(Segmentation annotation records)
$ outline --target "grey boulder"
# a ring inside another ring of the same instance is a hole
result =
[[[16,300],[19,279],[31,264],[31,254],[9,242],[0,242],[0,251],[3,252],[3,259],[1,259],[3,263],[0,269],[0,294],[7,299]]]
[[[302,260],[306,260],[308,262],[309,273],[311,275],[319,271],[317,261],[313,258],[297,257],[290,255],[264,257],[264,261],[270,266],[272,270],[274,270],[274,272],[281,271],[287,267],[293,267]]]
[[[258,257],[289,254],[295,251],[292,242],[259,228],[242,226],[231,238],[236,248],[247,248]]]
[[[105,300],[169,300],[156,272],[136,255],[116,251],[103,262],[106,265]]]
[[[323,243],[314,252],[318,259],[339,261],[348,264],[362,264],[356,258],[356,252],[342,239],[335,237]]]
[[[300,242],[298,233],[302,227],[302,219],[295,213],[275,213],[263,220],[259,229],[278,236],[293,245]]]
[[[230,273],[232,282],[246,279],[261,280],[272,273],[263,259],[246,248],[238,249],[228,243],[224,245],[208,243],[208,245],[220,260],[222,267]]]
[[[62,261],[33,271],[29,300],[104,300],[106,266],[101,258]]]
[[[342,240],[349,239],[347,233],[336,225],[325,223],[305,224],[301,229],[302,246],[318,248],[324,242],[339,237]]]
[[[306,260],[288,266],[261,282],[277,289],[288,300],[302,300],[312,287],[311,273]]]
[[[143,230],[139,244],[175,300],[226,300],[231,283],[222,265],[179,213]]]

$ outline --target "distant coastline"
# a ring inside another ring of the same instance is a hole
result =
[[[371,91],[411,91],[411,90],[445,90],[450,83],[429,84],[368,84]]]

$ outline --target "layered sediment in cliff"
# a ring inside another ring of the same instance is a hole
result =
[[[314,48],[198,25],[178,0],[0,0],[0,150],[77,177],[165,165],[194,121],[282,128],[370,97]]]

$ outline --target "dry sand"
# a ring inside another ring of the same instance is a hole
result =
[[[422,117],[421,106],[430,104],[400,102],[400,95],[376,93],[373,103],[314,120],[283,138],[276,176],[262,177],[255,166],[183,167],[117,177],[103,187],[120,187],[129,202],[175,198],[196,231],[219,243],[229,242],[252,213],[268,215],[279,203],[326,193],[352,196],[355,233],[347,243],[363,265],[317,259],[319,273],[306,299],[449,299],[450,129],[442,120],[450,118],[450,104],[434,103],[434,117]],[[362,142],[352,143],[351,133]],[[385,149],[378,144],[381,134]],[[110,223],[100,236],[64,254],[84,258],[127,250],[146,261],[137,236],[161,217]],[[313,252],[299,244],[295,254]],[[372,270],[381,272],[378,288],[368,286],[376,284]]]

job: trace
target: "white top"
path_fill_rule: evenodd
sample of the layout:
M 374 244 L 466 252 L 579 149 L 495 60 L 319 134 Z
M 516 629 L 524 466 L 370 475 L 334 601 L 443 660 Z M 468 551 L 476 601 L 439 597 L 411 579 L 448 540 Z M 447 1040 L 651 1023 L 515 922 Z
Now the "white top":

* * *

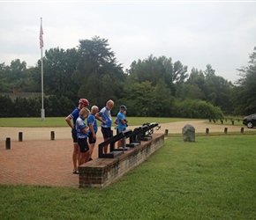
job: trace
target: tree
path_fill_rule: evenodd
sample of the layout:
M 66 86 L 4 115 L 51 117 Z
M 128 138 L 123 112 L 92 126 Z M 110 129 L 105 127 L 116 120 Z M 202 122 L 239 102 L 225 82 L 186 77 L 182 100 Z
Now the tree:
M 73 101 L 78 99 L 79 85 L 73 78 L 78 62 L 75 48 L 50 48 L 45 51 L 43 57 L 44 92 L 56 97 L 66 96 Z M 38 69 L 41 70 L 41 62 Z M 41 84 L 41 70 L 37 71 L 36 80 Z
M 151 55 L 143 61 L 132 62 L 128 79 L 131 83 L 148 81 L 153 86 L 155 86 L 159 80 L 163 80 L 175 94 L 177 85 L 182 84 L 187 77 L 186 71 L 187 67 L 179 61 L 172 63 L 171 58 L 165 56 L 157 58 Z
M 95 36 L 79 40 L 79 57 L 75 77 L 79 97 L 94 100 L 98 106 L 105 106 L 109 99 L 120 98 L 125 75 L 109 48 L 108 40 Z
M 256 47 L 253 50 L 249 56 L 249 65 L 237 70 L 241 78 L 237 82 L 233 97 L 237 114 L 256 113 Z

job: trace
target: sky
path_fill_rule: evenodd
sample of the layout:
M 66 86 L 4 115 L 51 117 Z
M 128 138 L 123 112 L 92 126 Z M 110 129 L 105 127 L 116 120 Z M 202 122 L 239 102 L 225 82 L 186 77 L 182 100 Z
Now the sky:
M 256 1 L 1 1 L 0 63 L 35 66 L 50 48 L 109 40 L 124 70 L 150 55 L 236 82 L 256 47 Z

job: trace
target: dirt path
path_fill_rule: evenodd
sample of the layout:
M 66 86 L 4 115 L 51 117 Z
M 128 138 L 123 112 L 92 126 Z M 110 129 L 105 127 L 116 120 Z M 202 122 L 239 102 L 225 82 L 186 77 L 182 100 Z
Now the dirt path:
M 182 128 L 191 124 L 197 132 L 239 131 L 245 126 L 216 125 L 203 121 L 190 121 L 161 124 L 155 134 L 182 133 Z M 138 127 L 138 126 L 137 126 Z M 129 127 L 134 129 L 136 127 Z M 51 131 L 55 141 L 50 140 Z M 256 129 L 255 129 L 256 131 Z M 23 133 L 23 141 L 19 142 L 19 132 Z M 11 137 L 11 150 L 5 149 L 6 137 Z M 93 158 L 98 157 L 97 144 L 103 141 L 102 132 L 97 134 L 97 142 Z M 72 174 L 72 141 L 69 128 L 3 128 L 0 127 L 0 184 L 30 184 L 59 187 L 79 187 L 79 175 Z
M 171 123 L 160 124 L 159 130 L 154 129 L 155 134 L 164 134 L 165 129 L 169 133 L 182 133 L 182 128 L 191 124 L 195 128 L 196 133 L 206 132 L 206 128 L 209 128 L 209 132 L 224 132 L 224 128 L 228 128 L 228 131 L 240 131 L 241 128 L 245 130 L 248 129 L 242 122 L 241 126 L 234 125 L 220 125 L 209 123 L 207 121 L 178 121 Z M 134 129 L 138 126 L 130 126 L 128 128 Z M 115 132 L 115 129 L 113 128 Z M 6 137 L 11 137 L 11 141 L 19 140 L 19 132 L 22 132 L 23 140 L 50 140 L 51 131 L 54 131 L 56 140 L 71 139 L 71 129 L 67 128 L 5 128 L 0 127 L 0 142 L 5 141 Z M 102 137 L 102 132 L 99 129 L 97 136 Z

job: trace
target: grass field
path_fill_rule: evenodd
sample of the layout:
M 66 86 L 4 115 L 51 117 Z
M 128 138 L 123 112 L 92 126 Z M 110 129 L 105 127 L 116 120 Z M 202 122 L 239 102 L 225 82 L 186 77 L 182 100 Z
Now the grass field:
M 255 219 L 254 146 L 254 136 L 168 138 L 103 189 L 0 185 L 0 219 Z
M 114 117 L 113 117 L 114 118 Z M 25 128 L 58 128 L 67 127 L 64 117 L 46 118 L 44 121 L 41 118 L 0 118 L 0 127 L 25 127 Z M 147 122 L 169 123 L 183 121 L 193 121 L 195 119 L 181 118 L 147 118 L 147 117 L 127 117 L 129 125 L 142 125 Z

- Short problem
Pull out each line in the items above that contains the string "target". Matching is case-sensitive.

- Finished answer
$ outline --target "grey boulder"
$ outline --target "distant coastline"
$ outline --target "layered sediment in cliff"
$ outline --target "dry sand"
target: "white top"
target: tree
target: sky
target: dirt path
target: grass field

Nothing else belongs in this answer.